>> Begin INPUT DATA

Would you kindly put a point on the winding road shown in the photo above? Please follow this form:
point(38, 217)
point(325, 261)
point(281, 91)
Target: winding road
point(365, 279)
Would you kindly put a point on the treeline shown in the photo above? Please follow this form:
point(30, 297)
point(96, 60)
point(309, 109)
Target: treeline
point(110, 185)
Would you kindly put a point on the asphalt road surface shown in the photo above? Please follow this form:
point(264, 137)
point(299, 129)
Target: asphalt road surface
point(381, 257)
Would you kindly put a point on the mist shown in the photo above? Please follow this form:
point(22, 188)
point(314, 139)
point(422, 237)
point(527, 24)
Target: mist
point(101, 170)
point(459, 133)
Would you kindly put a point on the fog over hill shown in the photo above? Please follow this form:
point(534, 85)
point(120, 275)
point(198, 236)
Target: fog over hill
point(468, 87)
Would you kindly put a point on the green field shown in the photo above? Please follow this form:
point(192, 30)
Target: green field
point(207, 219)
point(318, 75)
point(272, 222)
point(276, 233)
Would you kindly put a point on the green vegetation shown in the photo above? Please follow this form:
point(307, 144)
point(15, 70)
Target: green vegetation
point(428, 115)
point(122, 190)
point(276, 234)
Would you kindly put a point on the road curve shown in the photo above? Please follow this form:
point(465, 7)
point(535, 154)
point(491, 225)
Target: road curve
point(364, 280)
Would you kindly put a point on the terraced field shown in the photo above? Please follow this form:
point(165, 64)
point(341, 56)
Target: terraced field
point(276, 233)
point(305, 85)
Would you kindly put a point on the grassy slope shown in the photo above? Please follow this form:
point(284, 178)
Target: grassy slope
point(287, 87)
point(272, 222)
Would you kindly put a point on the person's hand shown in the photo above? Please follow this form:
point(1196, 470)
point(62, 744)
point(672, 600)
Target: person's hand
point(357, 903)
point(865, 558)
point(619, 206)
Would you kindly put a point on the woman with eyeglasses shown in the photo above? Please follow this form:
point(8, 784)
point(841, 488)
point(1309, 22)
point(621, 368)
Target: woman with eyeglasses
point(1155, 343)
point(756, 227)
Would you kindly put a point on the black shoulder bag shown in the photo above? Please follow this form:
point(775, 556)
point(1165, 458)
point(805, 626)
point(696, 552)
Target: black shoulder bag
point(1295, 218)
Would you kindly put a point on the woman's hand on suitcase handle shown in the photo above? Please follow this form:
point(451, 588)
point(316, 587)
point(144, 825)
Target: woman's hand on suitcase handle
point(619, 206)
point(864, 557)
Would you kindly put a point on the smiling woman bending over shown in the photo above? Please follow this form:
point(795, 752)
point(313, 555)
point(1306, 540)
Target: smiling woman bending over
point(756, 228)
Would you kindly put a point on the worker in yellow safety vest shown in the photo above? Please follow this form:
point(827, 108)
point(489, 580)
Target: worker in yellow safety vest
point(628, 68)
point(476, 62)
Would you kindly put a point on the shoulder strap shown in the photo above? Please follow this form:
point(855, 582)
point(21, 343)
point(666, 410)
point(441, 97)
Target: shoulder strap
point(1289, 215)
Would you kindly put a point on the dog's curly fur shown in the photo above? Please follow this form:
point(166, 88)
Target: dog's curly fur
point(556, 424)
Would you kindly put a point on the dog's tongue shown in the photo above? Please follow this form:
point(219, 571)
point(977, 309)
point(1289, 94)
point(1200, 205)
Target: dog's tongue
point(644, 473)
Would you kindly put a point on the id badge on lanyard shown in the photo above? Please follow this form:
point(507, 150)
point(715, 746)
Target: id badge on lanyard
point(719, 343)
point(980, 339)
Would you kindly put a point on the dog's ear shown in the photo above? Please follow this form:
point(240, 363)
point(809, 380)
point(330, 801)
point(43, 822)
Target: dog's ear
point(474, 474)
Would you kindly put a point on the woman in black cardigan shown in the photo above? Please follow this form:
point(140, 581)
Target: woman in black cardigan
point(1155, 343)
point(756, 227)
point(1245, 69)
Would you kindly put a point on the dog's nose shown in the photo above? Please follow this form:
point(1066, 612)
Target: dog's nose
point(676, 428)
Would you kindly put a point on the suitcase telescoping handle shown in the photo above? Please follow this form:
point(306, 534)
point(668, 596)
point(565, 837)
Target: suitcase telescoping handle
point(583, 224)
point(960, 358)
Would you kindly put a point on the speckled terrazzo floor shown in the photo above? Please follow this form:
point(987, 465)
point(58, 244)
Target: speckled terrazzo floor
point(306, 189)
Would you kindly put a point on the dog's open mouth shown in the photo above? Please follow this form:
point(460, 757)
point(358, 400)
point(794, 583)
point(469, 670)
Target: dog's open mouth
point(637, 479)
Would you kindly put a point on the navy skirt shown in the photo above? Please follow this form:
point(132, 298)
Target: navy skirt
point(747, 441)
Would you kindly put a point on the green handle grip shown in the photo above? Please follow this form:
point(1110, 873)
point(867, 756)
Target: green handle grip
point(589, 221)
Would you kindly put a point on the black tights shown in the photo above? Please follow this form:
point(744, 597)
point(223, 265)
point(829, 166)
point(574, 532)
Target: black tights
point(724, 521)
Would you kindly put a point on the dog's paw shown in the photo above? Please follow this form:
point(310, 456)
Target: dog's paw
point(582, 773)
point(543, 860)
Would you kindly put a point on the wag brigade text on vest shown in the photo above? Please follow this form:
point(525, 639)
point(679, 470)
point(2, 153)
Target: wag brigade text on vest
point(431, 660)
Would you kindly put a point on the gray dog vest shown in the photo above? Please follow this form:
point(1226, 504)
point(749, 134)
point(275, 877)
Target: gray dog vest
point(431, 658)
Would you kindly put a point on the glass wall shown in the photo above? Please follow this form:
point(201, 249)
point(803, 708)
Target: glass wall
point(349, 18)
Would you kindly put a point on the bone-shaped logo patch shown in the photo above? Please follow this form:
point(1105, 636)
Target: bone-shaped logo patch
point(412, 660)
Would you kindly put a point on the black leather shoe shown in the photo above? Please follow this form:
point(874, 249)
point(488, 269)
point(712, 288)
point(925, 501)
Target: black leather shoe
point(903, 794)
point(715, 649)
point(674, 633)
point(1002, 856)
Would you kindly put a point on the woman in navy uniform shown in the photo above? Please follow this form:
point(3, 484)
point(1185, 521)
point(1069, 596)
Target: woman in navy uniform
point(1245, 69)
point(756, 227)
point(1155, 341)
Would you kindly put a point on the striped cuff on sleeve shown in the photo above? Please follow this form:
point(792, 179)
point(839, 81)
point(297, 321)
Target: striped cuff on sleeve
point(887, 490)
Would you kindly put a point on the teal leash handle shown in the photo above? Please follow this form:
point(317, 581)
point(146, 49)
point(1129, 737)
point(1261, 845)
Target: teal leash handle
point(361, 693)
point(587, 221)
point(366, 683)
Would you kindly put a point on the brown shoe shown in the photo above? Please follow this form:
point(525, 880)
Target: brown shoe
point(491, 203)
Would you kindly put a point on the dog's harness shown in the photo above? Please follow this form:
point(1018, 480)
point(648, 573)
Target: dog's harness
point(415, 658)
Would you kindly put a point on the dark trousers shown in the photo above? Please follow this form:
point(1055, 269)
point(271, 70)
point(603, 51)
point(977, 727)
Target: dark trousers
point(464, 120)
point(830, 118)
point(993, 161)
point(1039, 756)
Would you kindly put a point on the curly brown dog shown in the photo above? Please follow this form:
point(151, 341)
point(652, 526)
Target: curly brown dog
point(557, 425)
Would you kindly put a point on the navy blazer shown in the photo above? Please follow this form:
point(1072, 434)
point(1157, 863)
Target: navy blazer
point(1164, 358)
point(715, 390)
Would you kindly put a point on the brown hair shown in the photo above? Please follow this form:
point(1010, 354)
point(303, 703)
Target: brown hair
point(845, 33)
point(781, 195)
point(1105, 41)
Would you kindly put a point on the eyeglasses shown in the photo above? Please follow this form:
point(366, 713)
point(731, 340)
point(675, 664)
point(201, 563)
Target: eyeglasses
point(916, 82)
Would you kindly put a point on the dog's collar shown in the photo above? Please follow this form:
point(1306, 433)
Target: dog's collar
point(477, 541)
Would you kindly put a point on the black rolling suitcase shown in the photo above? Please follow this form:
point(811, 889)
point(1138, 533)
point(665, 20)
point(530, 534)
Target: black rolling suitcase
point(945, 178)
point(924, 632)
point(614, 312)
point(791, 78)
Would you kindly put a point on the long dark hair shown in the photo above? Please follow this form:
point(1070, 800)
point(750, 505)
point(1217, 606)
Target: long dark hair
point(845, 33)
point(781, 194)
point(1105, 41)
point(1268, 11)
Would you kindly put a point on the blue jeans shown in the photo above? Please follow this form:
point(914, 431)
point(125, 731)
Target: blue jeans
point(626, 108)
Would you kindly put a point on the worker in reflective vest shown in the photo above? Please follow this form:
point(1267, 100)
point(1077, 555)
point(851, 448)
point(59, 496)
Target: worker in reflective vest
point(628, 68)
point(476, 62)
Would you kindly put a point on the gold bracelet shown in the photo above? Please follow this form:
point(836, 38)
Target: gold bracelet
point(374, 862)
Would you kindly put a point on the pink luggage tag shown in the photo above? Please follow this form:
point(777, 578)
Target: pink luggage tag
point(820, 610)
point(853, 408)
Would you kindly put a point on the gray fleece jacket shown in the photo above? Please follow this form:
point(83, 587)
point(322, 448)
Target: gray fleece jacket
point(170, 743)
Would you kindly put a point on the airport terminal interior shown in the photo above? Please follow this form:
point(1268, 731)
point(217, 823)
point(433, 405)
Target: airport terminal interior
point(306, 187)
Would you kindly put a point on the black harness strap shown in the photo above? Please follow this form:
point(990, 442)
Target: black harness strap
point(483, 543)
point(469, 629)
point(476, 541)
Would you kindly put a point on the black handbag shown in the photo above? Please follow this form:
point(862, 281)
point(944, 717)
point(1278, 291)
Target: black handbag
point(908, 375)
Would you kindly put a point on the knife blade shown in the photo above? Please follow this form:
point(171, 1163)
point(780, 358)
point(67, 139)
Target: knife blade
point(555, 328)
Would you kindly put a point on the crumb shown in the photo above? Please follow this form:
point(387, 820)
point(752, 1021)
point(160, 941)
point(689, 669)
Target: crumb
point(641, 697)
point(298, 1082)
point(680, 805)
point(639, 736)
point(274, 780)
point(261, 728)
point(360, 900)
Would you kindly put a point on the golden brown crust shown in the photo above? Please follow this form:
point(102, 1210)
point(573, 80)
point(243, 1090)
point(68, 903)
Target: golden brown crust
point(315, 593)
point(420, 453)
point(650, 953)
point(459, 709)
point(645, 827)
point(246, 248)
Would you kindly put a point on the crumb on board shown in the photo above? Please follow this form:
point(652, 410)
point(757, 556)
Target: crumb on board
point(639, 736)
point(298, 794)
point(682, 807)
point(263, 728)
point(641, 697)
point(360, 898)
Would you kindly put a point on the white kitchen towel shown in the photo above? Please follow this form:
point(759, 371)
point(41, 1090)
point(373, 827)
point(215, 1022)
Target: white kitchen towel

>> End INPUT DATA

**PROBLEM STATEMENT:**
Return, word for word, the lines of the records above, starting with the line that has "Would you kindly put a point on the airport" and ending after the line that has "point(306, 187)".

**ANSWER IN FULL:**
Would you kindly put a point on the airport terminal interior shown in the photo above? Please follow this form:
point(1268, 731)
point(217, 823)
point(433, 405)
Target: airport terminal interior
point(306, 187)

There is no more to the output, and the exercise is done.